Extract exactly and only the lines from the one containing "Exercise. Locate the yellow" through the end of the entries below. Pictures should not appear in the copy.

--- Start of RECORDS FOR PROCESSING ---

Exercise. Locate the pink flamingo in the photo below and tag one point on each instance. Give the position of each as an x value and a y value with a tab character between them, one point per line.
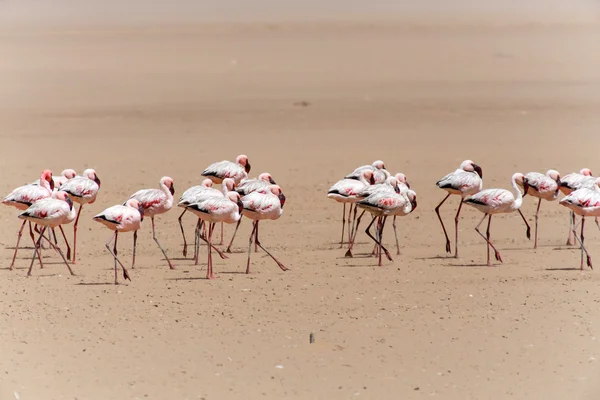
346	191
49	213
217	209
498	201
583	202
121	218
23	197
381	205
259	206
83	190
544	187
380	174
246	187
570	183
198	194
465	181
155	202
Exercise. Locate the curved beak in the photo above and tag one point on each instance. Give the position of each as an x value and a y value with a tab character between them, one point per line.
281	199
478	169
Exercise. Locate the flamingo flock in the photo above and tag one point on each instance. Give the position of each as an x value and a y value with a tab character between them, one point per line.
48	203
372	188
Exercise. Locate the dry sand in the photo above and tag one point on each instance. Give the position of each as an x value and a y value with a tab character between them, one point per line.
142	101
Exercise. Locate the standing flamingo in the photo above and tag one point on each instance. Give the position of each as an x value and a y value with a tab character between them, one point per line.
23	197
465	181
217	209
237	171
260	206
83	190
346	191
121	218
380	174
544	187
198	194
385	203
498	201
570	183
583	202
49	213
246	187
155	202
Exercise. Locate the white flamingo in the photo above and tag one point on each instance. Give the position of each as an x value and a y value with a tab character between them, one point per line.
121	218
498	201
465	181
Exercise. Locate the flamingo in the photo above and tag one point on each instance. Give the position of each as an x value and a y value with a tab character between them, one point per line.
121	218
225	209
155	202
379	172
83	190
385	203
49	213
346	191
498	201
263	205
246	187
583	202
544	187
23	197
198	194
465	181
572	182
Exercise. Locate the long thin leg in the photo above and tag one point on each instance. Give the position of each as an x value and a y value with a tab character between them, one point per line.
498	257
536	223
125	273
159	246
343	225
134	249
17	245
528	232
250	245
456	230
283	267
228	249
396	235
35	252
183	232
74	261
59	252
387	253
437	211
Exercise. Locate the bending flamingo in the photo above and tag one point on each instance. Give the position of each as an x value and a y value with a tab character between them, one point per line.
263	206
83	190
246	187
49	213
346	191
465	181
544	187
498	201
121	218
217	209
155	202
23	197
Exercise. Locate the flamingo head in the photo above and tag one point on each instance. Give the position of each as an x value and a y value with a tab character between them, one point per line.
470	166
91	174
168	182
378	164
265	176
242	159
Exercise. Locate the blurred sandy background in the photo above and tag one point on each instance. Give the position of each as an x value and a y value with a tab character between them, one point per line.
309	90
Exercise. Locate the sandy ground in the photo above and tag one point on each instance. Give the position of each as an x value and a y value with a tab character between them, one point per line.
308	103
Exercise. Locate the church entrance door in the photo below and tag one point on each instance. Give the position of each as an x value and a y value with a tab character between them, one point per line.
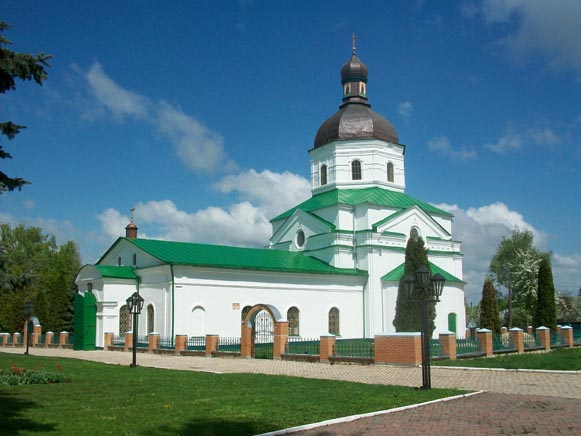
262	336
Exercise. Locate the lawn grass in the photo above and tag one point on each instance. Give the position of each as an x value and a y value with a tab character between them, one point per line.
566	359
102	399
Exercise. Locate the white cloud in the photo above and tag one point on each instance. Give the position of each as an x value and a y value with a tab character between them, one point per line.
405	109
272	192
116	99
442	146
510	141
197	146
539	27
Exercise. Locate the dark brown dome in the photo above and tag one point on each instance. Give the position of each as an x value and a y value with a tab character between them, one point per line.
355	119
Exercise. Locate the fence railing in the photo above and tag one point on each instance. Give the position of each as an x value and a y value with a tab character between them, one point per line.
297	345
196	343
502	343
229	344
166	343
467	346
354	348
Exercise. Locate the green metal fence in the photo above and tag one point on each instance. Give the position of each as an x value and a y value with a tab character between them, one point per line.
467	346
297	345
354	348
166	343
229	344
435	348
502	343
196	343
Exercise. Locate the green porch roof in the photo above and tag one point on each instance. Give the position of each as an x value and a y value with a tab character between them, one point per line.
396	274
378	196
117	272
220	256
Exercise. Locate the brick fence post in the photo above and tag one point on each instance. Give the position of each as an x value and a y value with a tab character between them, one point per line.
181	343
517	338
108	340
326	346
399	348
152	342
544	334
485	338
245	341
128	341
567	333
448	345
48	339
212	342
280	339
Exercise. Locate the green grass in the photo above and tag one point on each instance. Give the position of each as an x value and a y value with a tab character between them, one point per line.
102	399
559	359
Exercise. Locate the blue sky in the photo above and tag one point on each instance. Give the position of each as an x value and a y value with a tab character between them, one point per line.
201	114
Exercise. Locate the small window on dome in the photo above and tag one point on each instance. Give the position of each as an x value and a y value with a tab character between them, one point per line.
300	239
356	170
390	177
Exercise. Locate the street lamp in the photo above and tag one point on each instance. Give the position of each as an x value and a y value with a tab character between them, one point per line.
134	305
28	311
430	287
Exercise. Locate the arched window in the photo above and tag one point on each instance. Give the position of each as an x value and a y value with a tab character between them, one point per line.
198	322
292	316
356	170
244	313
124	320
150	319
323	174
334	321
390	177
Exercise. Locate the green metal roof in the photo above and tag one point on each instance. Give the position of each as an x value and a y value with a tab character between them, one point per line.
378	196
396	274
118	272
220	256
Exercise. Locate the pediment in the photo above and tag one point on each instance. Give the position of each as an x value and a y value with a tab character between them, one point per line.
403	221
309	223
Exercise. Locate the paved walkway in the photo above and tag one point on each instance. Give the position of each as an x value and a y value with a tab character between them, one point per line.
515	402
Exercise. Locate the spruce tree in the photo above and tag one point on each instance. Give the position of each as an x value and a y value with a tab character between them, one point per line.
407	313
489	318
546	307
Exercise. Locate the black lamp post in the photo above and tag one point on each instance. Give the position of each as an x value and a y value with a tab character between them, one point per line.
134	304
430	289
28	311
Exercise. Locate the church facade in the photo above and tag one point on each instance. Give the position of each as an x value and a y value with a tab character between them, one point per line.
333	262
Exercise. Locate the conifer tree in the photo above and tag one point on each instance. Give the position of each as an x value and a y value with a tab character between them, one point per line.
546	307
489	318
407	313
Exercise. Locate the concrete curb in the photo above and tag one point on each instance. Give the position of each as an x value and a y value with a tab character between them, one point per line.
364	415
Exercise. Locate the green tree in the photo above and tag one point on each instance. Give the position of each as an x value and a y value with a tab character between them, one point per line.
407	311
515	267
16	66
488	308
546	309
50	271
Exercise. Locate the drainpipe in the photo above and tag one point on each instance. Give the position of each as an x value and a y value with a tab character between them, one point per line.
172	300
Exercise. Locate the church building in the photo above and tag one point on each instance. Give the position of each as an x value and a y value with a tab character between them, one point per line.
333	262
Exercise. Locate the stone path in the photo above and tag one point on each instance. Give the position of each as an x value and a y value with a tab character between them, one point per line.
515	402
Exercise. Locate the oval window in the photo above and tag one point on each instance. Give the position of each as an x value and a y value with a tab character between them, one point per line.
300	240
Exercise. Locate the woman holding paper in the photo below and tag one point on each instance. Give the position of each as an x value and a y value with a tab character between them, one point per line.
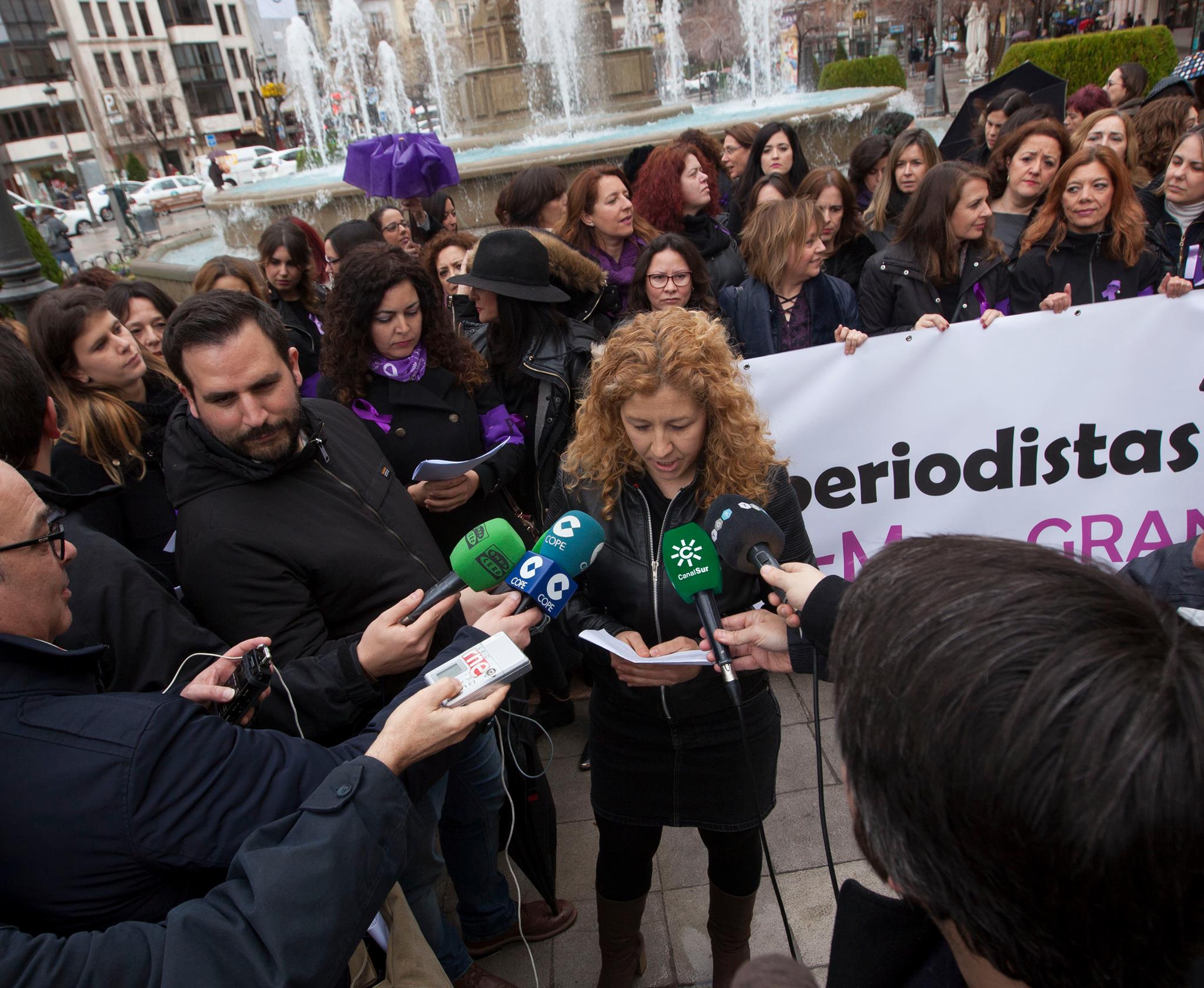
666	426
424	393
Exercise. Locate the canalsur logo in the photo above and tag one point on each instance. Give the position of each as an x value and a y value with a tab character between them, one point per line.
687	553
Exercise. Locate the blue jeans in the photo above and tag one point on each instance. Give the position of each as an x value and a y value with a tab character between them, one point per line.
464	806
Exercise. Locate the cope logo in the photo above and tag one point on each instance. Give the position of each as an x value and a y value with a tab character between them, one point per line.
687	552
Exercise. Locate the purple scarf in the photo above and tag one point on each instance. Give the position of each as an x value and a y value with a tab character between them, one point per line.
620	273
407	369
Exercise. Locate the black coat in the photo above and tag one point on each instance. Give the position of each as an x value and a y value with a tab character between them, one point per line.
437	418
1166	233
849	262
296	900
307	552
718	249
895	292
119	602
138	513
624	588
303	334
123	805
757	321
1082	263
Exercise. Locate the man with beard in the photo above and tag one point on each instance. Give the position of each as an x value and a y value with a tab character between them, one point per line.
292	523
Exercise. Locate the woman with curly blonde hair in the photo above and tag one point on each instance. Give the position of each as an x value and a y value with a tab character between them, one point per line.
666	426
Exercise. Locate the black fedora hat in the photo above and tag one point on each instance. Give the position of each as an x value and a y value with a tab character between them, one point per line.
514	264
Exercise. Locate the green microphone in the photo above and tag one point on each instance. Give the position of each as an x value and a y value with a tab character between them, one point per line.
693	565
480	560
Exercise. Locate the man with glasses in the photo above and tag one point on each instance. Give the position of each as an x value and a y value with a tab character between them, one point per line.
122	806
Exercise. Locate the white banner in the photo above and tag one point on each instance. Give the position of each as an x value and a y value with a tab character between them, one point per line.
1078	430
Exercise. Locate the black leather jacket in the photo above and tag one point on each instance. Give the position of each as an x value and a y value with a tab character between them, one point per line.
625	589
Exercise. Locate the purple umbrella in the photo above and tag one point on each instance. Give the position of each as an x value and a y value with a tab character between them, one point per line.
400	165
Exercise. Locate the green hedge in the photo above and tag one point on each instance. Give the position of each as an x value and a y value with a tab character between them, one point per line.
881	70
1090	58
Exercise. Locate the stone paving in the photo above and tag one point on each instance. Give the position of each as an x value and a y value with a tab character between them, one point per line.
675	917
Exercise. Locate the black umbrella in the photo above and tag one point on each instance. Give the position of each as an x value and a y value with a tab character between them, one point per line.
534	843
1042	86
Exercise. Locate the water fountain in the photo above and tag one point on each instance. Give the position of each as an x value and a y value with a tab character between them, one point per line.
582	103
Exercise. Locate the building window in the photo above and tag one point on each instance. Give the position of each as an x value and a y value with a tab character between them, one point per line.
176	12
204	79
106	80
110	31
89	21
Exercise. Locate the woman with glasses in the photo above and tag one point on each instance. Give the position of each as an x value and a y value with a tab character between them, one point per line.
293	289
394	228
671	273
115	400
787	303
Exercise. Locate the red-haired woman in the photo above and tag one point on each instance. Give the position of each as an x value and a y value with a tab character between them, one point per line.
675	193
1088	243
603	223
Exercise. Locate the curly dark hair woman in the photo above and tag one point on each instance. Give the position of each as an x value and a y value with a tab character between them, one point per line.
422	390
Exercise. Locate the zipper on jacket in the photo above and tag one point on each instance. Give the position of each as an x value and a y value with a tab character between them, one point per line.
374	512
657	572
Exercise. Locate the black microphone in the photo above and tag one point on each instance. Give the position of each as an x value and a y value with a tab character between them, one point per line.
745	536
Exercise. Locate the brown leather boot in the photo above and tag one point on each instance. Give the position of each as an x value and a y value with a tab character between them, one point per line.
621	943
729	923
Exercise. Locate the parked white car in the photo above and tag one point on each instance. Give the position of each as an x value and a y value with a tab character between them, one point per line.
76	221
175	192
99	198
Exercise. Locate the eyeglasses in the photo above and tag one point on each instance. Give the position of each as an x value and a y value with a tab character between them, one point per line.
56	536
682	279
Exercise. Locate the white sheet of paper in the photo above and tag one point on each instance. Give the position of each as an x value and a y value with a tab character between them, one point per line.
624	651
444	470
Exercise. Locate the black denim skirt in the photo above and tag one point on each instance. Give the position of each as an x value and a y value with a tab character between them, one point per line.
688	772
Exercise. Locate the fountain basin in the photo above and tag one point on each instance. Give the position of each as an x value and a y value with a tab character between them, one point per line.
829	126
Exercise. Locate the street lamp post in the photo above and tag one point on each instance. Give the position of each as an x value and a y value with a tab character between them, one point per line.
52	96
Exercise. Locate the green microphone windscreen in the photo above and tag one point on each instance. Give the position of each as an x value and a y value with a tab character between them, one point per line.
691	562
487	553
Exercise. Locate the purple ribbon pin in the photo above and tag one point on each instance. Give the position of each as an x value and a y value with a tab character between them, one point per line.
365	411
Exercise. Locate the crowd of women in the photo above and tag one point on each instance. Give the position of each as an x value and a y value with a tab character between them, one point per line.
689	257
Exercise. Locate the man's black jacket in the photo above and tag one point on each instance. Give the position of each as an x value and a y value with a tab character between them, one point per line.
121	602
307	552
299	896
122	805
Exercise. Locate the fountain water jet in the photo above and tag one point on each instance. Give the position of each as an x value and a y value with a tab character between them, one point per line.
349	47
309	84
439	59
760	39
674	50
392	89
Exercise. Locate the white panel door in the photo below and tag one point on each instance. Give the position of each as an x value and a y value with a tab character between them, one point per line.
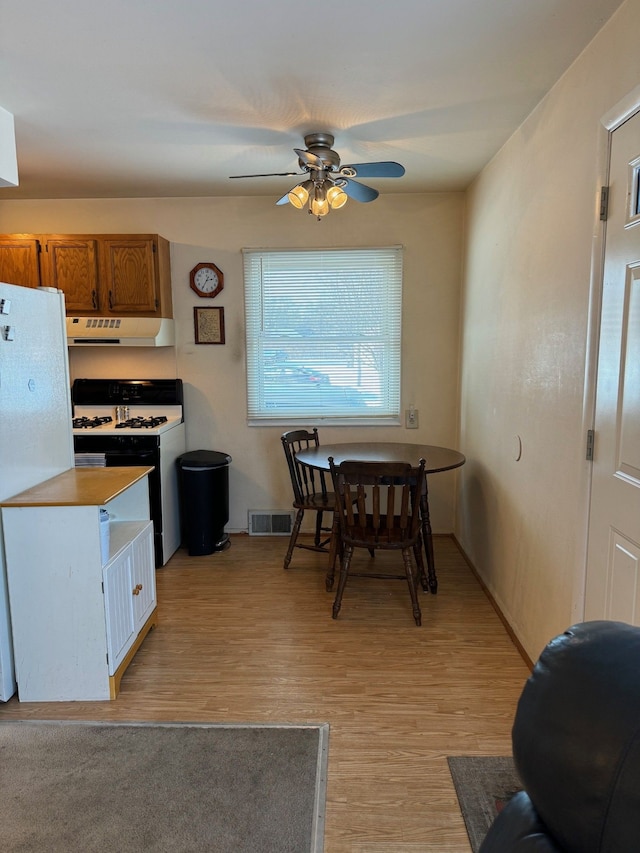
143	569
118	605
613	561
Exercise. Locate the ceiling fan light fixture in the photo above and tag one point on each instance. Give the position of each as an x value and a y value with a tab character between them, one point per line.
319	206
299	195
336	197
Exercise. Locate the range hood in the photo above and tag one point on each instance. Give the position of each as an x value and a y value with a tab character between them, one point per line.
120	331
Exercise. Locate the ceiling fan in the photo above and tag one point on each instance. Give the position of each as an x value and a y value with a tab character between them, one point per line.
328	184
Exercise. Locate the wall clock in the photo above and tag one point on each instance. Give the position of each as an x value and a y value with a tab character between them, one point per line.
206	279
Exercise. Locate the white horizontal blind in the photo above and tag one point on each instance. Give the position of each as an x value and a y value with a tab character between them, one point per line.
323	333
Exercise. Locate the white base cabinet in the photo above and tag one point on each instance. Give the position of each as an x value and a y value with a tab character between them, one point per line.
76	624
129	590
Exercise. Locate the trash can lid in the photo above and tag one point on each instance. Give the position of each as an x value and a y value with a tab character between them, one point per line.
203	459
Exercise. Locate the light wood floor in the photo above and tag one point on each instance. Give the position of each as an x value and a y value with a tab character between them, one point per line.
242	640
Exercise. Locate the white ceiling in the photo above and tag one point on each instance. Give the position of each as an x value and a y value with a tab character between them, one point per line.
153	98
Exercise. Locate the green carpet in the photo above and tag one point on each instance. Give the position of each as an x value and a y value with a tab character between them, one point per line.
85	787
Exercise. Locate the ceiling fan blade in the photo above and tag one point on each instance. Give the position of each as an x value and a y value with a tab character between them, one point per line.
310	159
360	192
270	175
384	169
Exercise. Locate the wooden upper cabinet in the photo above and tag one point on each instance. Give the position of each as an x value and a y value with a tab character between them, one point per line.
130	276
19	263
71	265
100	274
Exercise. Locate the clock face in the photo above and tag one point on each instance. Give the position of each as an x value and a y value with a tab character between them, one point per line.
206	279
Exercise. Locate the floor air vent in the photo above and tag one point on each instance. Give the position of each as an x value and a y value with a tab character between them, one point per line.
270	522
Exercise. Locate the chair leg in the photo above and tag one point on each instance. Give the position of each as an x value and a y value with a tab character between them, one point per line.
293	538
413	588
342	582
335	552
422	575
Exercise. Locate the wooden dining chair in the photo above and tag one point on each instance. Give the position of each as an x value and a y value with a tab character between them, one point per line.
378	507
310	493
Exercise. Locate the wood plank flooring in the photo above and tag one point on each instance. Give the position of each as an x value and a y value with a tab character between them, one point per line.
242	640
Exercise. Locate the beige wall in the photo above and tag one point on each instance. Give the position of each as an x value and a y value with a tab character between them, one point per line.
428	226
532	228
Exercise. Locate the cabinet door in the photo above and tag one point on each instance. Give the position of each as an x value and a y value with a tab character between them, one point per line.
71	265
129	277
143	576
118	604
19	262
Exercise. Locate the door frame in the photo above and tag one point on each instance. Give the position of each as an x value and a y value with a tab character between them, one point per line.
624	109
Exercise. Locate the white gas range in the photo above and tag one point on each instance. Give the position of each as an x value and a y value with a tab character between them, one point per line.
118	422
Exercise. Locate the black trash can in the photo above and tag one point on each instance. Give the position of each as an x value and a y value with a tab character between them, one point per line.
204	500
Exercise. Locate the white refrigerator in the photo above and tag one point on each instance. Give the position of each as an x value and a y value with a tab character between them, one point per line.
36	438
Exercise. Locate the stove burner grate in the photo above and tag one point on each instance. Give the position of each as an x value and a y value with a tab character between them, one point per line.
142	423
91	423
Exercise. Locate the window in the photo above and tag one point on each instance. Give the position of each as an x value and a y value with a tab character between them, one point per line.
323	333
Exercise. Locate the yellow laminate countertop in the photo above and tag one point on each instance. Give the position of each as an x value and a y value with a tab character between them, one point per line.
80	487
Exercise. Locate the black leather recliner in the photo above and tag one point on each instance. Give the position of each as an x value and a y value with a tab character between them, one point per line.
576	746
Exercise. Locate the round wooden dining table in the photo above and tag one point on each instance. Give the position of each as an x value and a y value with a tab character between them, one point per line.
436	459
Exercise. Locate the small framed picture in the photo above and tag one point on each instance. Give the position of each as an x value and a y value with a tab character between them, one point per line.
209	325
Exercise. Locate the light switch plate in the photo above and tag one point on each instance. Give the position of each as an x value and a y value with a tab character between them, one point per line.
411	418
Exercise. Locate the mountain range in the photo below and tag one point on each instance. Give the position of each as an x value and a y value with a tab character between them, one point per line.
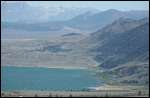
120	49
21	11
123	49
83	24
117	44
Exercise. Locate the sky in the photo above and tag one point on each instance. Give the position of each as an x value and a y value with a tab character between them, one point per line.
101	5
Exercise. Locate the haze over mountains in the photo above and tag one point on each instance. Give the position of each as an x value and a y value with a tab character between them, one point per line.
118	42
85	23
21	11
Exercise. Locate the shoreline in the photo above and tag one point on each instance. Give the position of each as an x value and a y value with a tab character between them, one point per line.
144	93
61	67
46	66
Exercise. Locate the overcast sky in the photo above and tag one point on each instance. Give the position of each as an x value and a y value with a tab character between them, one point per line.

--- End of RECORDS FOR PROCESSING ---

▶ [EXERCISE OUTPUT]:
Exercise. Locate the yellow laminate countertop in the photo above and tag one point on each instance. Give the position of each as an x value and a y value with a tab character between them, one point per line.
80	487
Exercise. Locate the black leather recliner in the photo above and tag one point on each instance. Give the position of each as an x value and a y value with a tab character between them, one point per line.
576	746
Exercise. Locate the round wooden dining table in the photo above and tag one point on each instance. Give the position of each as an x value and a y value with a tab character between them, one point per line.
436	459
Exercise. Locate the small framed picture in the photo above and tag one point on each instance. Give the position of each as an x value and a y value with a tab character between them, one point per line.
209	325
Exercise. Locate the light switch plate in the photo above and tag one point on each instance. Give the position of each as an x value and a y value with a tab character between them, one point per line.
411	418
Exercise. Locate the mountain range in the photo below and tag one point on each instance. Give the position of each as an x value and a y value with a tab character between them, one point per line.
120	49
21	11
123	49
83	24
117	44
Exercise. Locate the sky in the photo above and tag one point on each instance. Give the position of each as an x value and a y value with a tab character between them, one point per line.
101	5
Exercise. Locate the haze over mountains in the photo above and tag one point on each instance. Give the position of each as an x value and a y value with a tab character between them, one point per line.
118	42
85	23
21	11
Exercise. Locate the shoreline in the photo above and tag one point on each instance. Give the position of each as an x value and a y value with a tab character between them, one point per line.
144	93
61	67
46	66
Exercise. Locate the overcast sky in the photo above and tag one point on each instance. Give the position of each as an x value and a y value with a tab character between them, one point per line.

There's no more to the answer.